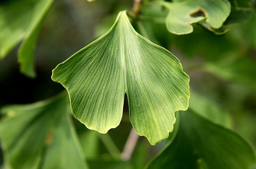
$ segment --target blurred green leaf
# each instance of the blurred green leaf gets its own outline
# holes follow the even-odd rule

...

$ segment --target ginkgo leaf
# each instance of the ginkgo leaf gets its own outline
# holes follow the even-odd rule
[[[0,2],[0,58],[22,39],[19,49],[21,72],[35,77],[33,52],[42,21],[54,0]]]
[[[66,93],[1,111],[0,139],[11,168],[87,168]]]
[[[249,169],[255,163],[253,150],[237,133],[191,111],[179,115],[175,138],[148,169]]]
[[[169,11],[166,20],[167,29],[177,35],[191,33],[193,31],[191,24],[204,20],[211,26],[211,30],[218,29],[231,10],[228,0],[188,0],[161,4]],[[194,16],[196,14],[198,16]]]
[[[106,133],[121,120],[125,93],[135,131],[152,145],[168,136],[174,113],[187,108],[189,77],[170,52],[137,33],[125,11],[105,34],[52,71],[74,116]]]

▶ _Exercise requirements_: List every line of the listing above that contains the word "leaf". Case counts.

▶ _Exercise answer_:
$ segment --target blurred green leaf
# each instance of the blurred green leaf gets its own outline
$ segment --target ginkgo leaf
# each instance of the ginkgo leaf gets its own outline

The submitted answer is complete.